━━━ Supplied entries ━━━
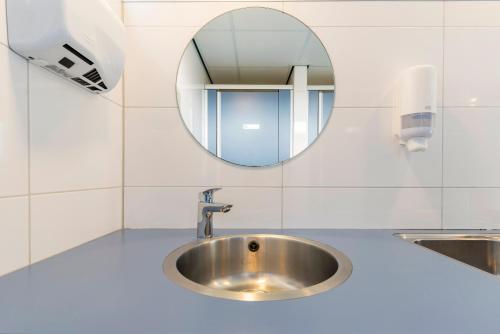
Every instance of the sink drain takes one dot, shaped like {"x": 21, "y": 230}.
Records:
{"x": 253, "y": 246}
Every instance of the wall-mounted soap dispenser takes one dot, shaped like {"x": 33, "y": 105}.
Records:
{"x": 415, "y": 107}
{"x": 80, "y": 40}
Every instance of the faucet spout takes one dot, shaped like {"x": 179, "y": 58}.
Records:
{"x": 206, "y": 209}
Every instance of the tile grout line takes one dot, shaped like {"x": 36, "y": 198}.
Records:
{"x": 29, "y": 159}
{"x": 123, "y": 130}
{"x": 443, "y": 114}
{"x": 74, "y": 190}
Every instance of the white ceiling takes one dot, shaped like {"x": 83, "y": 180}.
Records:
{"x": 260, "y": 46}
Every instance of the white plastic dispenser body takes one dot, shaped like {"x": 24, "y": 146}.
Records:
{"x": 415, "y": 111}
{"x": 80, "y": 40}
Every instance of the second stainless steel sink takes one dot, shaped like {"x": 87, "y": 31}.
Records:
{"x": 478, "y": 250}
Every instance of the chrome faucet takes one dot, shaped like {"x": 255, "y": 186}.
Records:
{"x": 206, "y": 209}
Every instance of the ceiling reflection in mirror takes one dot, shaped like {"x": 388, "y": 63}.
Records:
{"x": 255, "y": 87}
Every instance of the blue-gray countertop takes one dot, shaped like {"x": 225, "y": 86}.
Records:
{"x": 115, "y": 284}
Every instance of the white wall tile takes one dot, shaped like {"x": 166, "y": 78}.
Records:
{"x": 171, "y": 207}
{"x": 159, "y": 151}
{"x": 13, "y": 123}
{"x": 471, "y": 147}
{"x": 153, "y": 56}
{"x": 3, "y": 23}
{"x": 472, "y": 71}
{"x": 472, "y": 13}
{"x": 65, "y": 220}
{"x": 367, "y": 13}
{"x": 116, "y": 94}
{"x": 14, "y": 234}
{"x": 471, "y": 208}
{"x": 362, "y": 208}
{"x": 368, "y": 61}
{"x": 359, "y": 149}
{"x": 75, "y": 136}
{"x": 182, "y": 14}
{"x": 116, "y": 5}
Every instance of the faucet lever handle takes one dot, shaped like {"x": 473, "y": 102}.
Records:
{"x": 207, "y": 196}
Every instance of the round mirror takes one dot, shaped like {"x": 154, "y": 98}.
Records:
{"x": 255, "y": 87}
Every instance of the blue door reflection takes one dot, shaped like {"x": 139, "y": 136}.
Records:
{"x": 253, "y": 128}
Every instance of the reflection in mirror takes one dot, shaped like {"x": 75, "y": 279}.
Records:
{"x": 255, "y": 87}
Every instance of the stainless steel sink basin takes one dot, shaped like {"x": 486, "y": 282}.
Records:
{"x": 257, "y": 267}
{"x": 478, "y": 250}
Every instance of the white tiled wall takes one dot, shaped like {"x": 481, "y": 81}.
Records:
{"x": 355, "y": 175}
{"x": 60, "y": 161}
{"x": 61, "y": 149}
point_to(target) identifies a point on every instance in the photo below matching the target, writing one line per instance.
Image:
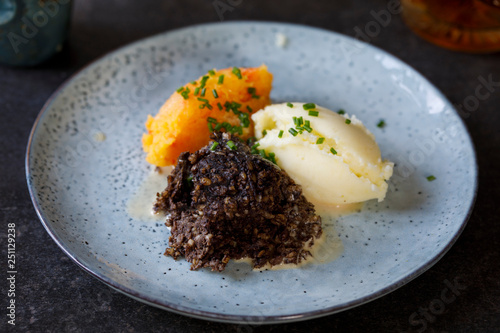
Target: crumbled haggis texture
(230, 204)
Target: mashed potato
(336, 160)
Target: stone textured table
(54, 295)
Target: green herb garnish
(203, 81)
(214, 145)
(231, 145)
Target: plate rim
(229, 318)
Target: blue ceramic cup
(31, 31)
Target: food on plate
(333, 156)
(219, 99)
(223, 202)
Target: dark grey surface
(54, 295)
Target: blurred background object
(31, 31)
(460, 25)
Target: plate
(84, 162)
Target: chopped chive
(231, 145)
(309, 106)
(203, 81)
(214, 145)
(236, 71)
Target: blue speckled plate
(80, 184)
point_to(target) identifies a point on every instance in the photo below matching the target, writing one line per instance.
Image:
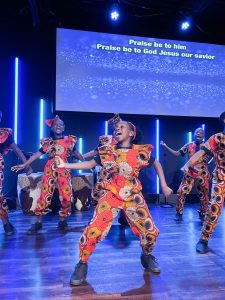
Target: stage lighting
(185, 25)
(157, 153)
(16, 98)
(106, 128)
(114, 13)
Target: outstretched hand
(185, 169)
(28, 170)
(162, 143)
(18, 168)
(166, 191)
(59, 162)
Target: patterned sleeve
(151, 161)
(44, 145)
(9, 140)
(184, 150)
(97, 159)
(210, 145)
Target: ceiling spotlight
(114, 13)
(185, 25)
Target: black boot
(178, 217)
(79, 275)
(9, 229)
(202, 246)
(150, 263)
(201, 216)
(63, 225)
(34, 228)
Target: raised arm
(159, 170)
(85, 165)
(28, 162)
(76, 155)
(193, 160)
(21, 156)
(174, 152)
(90, 154)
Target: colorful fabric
(200, 168)
(215, 207)
(138, 217)
(118, 189)
(49, 122)
(56, 177)
(121, 168)
(202, 188)
(216, 147)
(198, 175)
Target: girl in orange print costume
(64, 146)
(214, 146)
(119, 189)
(197, 175)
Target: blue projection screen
(107, 73)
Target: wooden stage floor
(39, 267)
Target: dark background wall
(35, 48)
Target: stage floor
(39, 267)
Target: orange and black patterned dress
(216, 147)
(6, 140)
(197, 175)
(118, 189)
(56, 177)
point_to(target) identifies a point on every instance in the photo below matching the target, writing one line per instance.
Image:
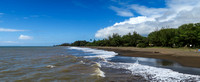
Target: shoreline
(185, 57)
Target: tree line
(187, 35)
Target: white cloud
(176, 13)
(122, 12)
(9, 30)
(25, 37)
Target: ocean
(76, 64)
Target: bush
(142, 45)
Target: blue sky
(49, 22)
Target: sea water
(75, 64)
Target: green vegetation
(187, 35)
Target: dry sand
(185, 57)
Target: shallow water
(88, 65)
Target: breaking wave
(148, 72)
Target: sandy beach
(185, 57)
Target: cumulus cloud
(122, 12)
(176, 13)
(9, 30)
(25, 37)
(10, 42)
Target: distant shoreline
(185, 57)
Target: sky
(51, 22)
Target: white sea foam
(50, 66)
(98, 53)
(150, 73)
(154, 73)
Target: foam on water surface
(98, 53)
(148, 72)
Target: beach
(185, 57)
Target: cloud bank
(25, 37)
(176, 13)
(9, 30)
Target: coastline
(185, 57)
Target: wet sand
(185, 57)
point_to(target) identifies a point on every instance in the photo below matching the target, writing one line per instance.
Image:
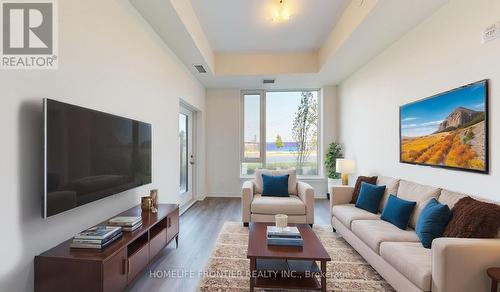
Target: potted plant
(334, 151)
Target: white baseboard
(187, 206)
(223, 195)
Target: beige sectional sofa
(299, 206)
(451, 265)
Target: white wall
(110, 60)
(223, 142)
(223, 108)
(442, 53)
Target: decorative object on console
(146, 203)
(333, 153)
(473, 219)
(398, 211)
(432, 222)
(369, 197)
(275, 185)
(281, 220)
(128, 223)
(345, 167)
(154, 198)
(97, 237)
(368, 179)
(448, 130)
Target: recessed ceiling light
(281, 13)
(200, 68)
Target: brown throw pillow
(368, 179)
(473, 219)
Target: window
(280, 131)
(183, 140)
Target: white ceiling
(239, 46)
(247, 26)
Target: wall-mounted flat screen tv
(89, 155)
(448, 130)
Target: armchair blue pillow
(398, 211)
(432, 222)
(275, 185)
(369, 197)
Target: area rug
(227, 269)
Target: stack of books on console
(128, 223)
(288, 236)
(97, 237)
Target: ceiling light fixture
(282, 13)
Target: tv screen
(90, 155)
(448, 130)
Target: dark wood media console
(112, 269)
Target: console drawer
(137, 261)
(158, 242)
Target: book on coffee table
(283, 232)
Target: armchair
(299, 206)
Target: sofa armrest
(247, 192)
(459, 264)
(306, 194)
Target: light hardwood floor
(199, 227)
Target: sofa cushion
(398, 211)
(473, 219)
(291, 205)
(275, 185)
(369, 197)
(432, 222)
(411, 259)
(374, 232)
(391, 188)
(450, 198)
(421, 194)
(292, 179)
(348, 213)
(357, 186)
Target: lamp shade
(345, 165)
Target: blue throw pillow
(432, 222)
(398, 211)
(369, 197)
(275, 185)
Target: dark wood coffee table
(312, 251)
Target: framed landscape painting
(448, 130)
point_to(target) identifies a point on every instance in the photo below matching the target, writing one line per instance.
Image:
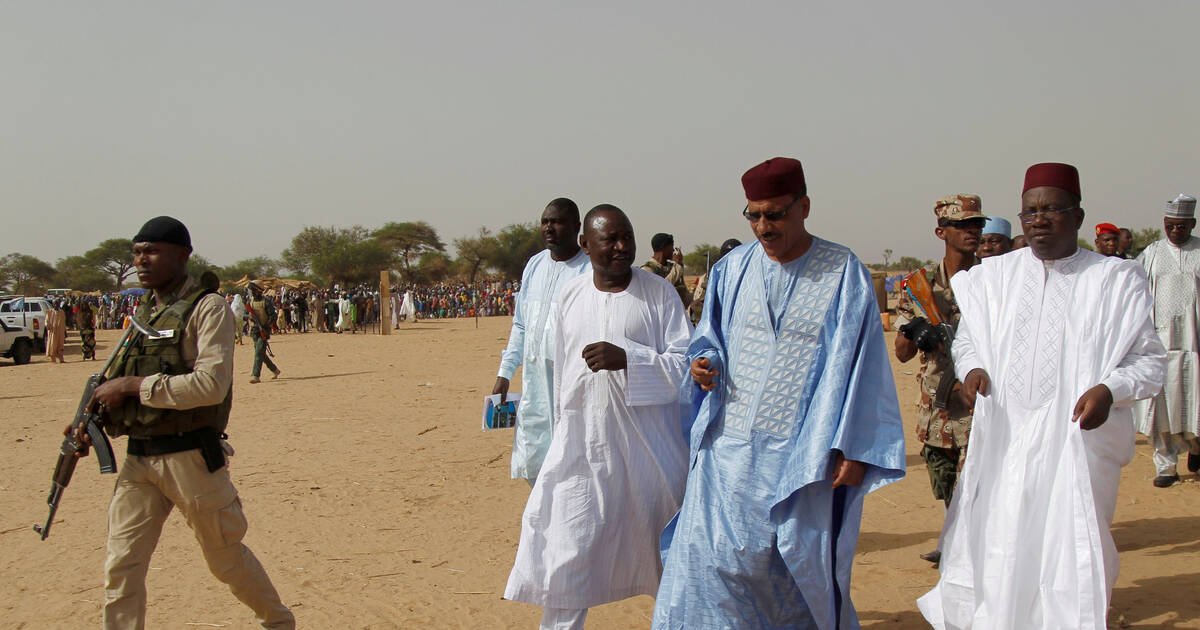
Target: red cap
(1063, 177)
(774, 178)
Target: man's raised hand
(703, 375)
(1093, 407)
(976, 384)
(847, 472)
(604, 355)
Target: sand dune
(376, 502)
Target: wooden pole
(384, 303)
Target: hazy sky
(250, 120)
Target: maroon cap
(774, 178)
(1063, 177)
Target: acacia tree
(113, 257)
(315, 240)
(25, 275)
(475, 252)
(351, 261)
(79, 273)
(252, 268)
(431, 268)
(409, 240)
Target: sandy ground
(376, 502)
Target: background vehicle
(16, 343)
(28, 312)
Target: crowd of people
(335, 310)
(749, 516)
(727, 462)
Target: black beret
(165, 229)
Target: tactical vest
(149, 357)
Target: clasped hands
(1091, 409)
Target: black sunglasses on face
(772, 216)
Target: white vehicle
(16, 343)
(28, 312)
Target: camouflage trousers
(943, 466)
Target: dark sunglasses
(772, 216)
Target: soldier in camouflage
(943, 420)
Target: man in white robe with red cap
(1054, 346)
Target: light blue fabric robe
(762, 539)
(532, 345)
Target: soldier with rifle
(262, 312)
(171, 393)
(927, 319)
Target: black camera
(924, 335)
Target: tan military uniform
(943, 421)
(149, 486)
(673, 274)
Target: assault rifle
(88, 421)
(921, 292)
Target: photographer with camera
(943, 420)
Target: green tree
(25, 275)
(197, 264)
(695, 262)
(315, 240)
(113, 257)
(408, 241)
(474, 252)
(253, 268)
(78, 273)
(351, 261)
(515, 245)
(432, 268)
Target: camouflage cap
(959, 208)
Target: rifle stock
(85, 421)
(922, 293)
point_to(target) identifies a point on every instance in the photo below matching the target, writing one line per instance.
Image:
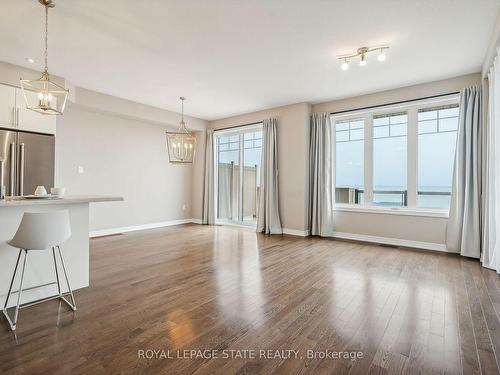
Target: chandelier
(181, 144)
(363, 52)
(42, 95)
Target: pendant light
(43, 95)
(181, 144)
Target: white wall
(122, 147)
(427, 230)
(121, 157)
(293, 124)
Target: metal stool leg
(57, 272)
(13, 322)
(72, 304)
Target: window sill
(442, 213)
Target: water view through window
(429, 166)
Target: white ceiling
(235, 56)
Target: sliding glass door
(237, 174)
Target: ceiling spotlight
(345, 65)
(381, 56)
(362, 53)
(363, 60)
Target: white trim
(391, 241)
(387, 109)
(296, 232)
(492, 48)
(392, 210)
(161, 224)
(238, 224)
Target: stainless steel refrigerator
(28, 161)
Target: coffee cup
(57, 191)
(40, 191)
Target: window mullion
(368, 159)
(411, 148)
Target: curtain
(463, 232)
(268, 218)
(208, 215)
(490, 256)
(320, 176)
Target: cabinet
(7, 106)
(15, 115)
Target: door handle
(21, 169)
(12, 168)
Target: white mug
(58, 192)
(40, 191)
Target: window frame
(411, 108)
(237, 130)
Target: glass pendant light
(42, 95)
(181, 144)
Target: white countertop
(67, 199)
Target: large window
(400, 155)
(389, 159)
(437, 134)
(349, 138)
(238, 157)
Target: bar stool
(40, 231)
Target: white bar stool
(40, 231)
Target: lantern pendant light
(181, 144)
(43, 95)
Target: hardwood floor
(223, 288)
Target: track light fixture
(363, 52)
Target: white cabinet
(7, 106)
(33, 121)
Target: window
(398, 156)
(389, 159)
(437, 134)
(349, 138)
(238, 155)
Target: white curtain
(491, 226)
(463, 232)
(268, 218)
(208, 215)
(320, 176)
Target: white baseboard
(293, 232)
(161, 224)
(296, 232)
(391, 241)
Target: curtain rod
(394, 103)
(237, 126)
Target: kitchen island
(39, 265)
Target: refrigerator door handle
(21, 169)
(12, 168)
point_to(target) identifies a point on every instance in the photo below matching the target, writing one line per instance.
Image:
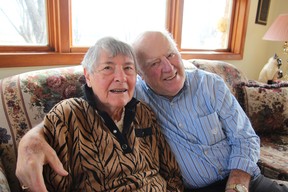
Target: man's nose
(167, 66)
(119, 74)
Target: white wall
(256, 51)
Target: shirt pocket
(210, 129)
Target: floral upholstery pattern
(27, 97)
(267, 108)
(24, 100)
(231, 75)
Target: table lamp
(278, 31)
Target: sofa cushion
(24, 101)
(265, 105)
(228, 72)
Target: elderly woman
(108, 140)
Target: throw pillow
(265, 105)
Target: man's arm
(33, 153)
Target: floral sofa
(27, 97)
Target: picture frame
(262, 12)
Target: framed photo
(262, 12)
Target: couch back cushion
(265, 105)
(229, 73)
(24, 100)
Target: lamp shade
(278, 31)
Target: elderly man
(207, 130)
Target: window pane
(93, 19)
(23, 22)
(206, 24)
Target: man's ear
(87, 77)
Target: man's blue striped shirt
(206, 129)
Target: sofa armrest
(4, 186)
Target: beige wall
(256, 53)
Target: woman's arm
(33, 153)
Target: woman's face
(113, 81)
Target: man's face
(162, 69)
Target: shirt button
(124, 146)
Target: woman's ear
(87, 77)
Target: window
(58, 32)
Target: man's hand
(238, 177)
(33, 153)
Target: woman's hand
(33, 153)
━━━
*Requirement*.
Could you copy, exactly and with no pictures, each line from the first one above to the line holding "Every instance of the blue-gray"?

*Result of the task*.
Every instance of the sink drain takes one dot, shaped like {"x": 21, "y": 230}.
Records:
{"x": 253, "y": 246}
Every instance of the wall-mounted soap dispenser takes one dot, shaped like {"x": 33, "y": 105}.
Records:
{"x": 415, "y": 107}
{"x": 80, "y": 40}
Every instance of the faucet spout takes one dot, shaped like {"x": 179, "y": 58}.
Records:
{"x": 206, "y": 209}
Every instance of the tile grout line takes one dot, shaped like {"x": 36, "y": 198}.
Records:
{"x": 29, "y": 159}
{"x": 123, "y": 130}
{"x": 443, "y": 114}
{"x": 74, "y": 190}
Every instance of the white ceiling takes one dot, shaped like {"x": 83, "y": 180}.
Records:
{"x": 260, "y": 46}
Every instance of the white plastic dispenser body takes one dot, shaped like {"x": 24, "y": 146}.
Records:
{"x": 415, "y": 111}
{"x": 80, "y": 40}
Every instance of the second stainless steel sink takes one dot, shaped like {"x": 87, "y": 31}.
Records:
{"x": 478, "y": 250}
Every instance of the chrome faucet takes one dot, shaped like {"x": 255, "y": 186}.
Records:
{"x": 206, "y": 209}
Every instance of the ceiling reflection in mirror takes one dot, shaped like {"x": 388, "y": 63}.
Records:
{"x": 255, "y": 87}
Every instance of the blue-gray countertop takes one dot, shaped like {"x": 225, "y": 86}.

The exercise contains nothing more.